# Start of Provided material

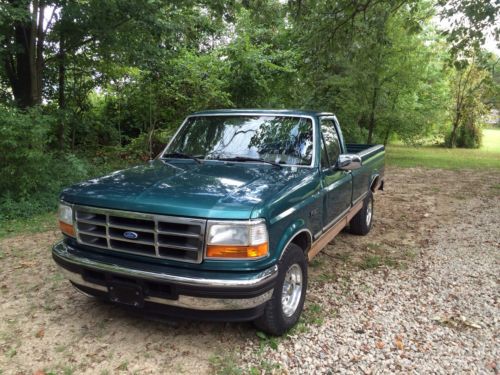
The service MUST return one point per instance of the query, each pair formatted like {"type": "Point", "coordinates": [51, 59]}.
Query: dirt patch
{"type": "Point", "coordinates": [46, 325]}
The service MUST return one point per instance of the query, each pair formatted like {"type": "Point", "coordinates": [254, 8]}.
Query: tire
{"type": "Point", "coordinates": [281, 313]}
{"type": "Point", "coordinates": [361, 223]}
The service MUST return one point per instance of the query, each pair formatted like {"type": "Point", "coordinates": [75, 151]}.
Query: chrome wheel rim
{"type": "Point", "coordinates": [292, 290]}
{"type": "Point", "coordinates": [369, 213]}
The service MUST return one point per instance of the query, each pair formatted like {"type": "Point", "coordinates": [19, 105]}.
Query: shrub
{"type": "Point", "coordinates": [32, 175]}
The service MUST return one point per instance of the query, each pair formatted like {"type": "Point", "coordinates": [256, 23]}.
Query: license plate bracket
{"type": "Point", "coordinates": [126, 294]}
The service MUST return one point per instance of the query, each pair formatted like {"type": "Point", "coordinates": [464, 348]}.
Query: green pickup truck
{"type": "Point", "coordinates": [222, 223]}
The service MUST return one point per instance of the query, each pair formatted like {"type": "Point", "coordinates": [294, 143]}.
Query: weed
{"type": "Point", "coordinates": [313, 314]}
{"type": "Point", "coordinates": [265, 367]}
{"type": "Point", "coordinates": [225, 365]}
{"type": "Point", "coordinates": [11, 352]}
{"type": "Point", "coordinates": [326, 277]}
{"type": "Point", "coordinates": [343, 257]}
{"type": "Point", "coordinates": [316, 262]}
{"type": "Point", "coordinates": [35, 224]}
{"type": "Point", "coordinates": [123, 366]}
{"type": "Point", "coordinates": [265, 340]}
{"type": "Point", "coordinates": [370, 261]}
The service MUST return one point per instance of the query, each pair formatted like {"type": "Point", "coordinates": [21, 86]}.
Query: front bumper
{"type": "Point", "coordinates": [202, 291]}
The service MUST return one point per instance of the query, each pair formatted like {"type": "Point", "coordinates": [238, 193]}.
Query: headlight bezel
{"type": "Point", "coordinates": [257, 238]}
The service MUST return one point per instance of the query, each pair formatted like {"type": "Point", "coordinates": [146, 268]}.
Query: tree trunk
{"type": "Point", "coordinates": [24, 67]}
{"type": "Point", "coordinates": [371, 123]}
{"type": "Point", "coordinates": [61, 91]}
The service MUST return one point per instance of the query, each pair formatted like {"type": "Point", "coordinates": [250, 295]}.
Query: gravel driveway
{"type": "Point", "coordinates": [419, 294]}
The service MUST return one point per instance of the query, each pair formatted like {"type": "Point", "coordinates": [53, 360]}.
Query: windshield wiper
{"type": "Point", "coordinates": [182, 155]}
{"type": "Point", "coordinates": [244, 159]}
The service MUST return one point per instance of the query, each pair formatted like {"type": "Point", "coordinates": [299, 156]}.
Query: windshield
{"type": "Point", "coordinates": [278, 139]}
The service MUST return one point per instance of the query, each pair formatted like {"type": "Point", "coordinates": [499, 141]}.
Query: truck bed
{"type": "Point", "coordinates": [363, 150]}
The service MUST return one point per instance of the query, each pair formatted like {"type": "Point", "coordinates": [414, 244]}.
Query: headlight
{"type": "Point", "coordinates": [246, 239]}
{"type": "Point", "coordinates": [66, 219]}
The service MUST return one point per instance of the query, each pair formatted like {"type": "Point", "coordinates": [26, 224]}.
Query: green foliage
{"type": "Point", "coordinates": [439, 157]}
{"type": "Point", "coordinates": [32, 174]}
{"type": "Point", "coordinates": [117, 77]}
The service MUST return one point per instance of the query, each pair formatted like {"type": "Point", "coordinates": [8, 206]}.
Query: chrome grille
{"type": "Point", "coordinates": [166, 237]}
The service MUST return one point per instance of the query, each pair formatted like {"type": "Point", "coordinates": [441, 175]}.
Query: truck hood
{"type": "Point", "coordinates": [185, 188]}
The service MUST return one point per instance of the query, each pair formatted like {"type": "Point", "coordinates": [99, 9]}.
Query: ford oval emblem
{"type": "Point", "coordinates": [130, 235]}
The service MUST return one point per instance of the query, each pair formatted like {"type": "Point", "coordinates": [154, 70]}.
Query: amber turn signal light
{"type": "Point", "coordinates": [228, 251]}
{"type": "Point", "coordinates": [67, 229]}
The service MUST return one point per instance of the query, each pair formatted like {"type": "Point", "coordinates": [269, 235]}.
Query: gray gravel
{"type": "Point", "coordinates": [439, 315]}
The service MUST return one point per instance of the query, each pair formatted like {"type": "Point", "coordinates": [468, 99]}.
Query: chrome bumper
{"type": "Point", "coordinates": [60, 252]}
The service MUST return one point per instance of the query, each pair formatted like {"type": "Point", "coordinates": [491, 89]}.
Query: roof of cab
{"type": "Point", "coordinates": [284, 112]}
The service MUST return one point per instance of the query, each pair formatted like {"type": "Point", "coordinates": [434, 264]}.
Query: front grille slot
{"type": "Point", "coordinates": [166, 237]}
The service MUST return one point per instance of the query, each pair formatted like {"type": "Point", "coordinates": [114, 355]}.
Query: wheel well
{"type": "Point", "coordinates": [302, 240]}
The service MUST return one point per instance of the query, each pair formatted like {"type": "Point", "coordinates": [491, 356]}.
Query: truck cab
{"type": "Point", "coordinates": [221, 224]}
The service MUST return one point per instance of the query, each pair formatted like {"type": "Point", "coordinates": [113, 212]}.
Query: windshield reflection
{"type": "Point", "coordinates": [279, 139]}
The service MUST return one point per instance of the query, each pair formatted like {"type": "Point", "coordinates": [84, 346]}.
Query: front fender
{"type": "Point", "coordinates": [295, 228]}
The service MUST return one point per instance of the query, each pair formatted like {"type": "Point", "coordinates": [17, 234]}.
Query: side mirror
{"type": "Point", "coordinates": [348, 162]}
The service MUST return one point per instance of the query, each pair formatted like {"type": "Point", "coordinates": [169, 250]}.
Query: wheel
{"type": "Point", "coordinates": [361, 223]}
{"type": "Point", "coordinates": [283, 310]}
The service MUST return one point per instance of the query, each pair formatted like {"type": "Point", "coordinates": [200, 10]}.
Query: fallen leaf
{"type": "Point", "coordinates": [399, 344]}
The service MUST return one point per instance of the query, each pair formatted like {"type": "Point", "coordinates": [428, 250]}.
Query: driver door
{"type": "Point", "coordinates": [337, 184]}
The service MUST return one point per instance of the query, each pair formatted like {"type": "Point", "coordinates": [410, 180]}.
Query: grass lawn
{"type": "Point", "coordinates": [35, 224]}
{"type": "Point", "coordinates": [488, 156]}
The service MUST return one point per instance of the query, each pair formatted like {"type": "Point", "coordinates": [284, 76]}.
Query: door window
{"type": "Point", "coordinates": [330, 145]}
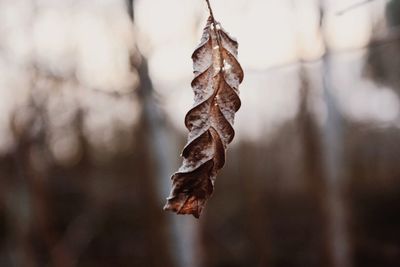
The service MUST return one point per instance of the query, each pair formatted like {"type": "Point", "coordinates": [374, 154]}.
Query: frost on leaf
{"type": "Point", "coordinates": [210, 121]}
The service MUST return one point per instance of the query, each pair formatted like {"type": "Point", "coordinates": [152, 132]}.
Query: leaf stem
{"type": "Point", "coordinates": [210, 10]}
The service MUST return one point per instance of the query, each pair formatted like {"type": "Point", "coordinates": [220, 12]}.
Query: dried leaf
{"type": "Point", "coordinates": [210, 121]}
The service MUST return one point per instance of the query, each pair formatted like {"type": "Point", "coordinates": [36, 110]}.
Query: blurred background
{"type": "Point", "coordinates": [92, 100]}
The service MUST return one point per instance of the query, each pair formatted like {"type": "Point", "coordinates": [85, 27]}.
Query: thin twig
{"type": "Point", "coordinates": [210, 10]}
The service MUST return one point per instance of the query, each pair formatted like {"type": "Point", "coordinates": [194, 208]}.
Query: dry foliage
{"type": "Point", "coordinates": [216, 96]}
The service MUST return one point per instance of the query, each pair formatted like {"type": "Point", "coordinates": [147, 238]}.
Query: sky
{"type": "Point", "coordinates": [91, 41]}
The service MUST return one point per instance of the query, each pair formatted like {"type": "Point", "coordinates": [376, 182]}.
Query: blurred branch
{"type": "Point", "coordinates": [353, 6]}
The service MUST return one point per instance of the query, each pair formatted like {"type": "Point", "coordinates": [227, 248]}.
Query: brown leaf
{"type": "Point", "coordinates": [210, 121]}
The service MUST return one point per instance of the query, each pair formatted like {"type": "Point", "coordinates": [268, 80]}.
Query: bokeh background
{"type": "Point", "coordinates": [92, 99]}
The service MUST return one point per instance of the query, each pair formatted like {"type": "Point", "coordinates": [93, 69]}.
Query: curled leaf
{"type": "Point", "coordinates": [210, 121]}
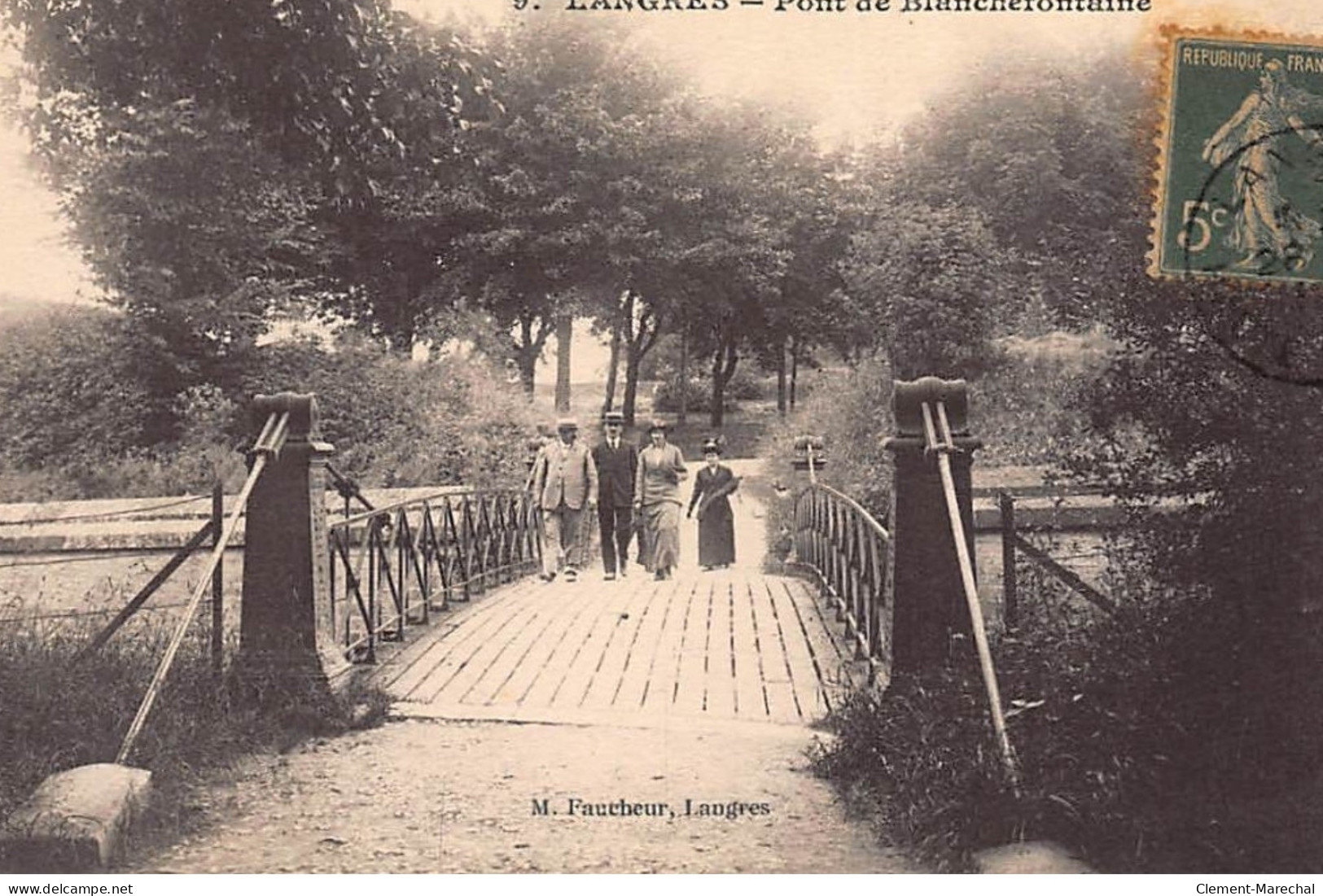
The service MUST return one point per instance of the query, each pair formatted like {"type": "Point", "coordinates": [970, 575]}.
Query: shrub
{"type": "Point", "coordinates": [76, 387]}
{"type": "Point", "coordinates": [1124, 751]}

# End of Provided material
# Start of Provided material

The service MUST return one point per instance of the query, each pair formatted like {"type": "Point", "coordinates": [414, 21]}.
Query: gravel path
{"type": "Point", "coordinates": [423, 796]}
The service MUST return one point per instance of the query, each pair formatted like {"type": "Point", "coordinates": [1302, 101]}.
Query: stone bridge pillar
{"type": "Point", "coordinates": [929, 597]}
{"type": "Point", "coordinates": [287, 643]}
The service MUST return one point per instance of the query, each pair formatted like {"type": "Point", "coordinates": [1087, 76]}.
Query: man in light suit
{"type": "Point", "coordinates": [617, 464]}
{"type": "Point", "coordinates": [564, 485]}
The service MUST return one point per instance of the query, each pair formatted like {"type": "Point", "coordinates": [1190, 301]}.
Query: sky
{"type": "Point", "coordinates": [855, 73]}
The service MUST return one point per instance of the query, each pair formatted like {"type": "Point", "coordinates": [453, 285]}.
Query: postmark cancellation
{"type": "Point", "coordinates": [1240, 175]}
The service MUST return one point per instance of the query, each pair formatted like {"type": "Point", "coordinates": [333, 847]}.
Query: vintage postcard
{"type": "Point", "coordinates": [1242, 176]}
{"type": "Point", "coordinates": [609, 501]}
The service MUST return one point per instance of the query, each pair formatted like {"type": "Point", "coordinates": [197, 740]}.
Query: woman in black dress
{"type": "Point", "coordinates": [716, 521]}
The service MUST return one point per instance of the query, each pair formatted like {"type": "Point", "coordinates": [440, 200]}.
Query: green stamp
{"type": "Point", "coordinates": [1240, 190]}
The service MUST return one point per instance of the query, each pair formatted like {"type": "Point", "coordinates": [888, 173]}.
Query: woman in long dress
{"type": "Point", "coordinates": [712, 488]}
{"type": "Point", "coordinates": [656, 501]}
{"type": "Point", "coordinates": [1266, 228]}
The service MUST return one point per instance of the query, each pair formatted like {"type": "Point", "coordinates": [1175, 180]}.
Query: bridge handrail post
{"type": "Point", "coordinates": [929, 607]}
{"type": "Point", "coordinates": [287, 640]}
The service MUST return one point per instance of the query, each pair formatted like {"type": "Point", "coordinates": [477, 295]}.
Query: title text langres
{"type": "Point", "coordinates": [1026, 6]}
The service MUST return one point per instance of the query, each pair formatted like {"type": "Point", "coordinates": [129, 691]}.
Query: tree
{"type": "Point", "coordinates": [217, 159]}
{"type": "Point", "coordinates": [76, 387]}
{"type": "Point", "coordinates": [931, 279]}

# End of Provided material

*Written request*.
Find every line in the records above that contains the word "wheel", and copy each one out in full.

*Worked solution*.
Query: chrome wheel rim
Query: wheel well
Query: wheel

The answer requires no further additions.